##### MATERIAL FOR THIS EXERCISE
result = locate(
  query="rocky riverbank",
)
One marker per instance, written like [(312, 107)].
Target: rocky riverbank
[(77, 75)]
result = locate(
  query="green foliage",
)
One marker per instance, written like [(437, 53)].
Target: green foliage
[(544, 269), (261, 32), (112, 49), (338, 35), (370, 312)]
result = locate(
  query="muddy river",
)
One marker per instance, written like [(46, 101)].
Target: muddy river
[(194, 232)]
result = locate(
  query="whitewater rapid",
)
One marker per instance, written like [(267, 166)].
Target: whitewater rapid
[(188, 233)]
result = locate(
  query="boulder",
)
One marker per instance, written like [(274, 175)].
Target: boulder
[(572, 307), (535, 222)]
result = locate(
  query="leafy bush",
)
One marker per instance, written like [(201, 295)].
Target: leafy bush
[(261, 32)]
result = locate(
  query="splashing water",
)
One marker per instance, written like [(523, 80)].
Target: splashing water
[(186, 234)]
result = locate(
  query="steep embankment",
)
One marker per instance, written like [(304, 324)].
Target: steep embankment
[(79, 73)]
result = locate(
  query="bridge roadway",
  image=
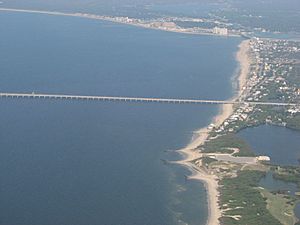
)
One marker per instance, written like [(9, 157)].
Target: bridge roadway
[(134, 99)]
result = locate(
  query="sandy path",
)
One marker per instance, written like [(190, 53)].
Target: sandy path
[(191, 153)]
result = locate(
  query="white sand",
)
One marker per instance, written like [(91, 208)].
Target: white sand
[(191, 153)]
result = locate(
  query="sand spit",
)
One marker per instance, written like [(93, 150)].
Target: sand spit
[(190, 153)]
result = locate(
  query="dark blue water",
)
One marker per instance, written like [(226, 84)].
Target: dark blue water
[(283, 146), (279, 143), (80, 162)]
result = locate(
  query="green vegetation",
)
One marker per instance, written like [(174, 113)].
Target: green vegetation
[(294, 122), (226, 143), (287, 174), (207, 160), (243, 199), (280, 206)]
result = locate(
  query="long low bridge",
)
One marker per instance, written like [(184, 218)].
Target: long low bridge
[(137, 99)]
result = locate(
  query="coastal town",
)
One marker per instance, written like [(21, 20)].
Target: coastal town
[(269, 72), (217, 156)]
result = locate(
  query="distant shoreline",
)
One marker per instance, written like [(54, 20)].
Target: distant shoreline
[(112, 19), (190, 152)]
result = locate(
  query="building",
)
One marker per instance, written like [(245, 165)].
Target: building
[(220, 31)]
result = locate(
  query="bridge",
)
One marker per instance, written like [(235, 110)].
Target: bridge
[(137, 99)]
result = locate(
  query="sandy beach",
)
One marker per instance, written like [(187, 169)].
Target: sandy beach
[(191, 153)]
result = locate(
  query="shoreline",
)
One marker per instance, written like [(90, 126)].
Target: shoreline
[(190, 152), (111, 19)]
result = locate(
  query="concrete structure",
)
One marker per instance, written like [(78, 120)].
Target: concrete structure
[(34, 95), (220, 31)]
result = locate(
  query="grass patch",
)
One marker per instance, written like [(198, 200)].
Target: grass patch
[(281, 207), (242, 197)]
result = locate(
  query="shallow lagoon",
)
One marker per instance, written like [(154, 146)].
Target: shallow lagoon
[(84, 162)]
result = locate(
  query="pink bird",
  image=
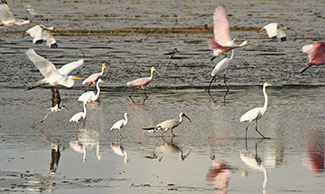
##########
WRITTEN TASK
Determine how many lines of the records above contain the string "distant", and give only that number.

SOLUTION TO THIS PROBLEM
2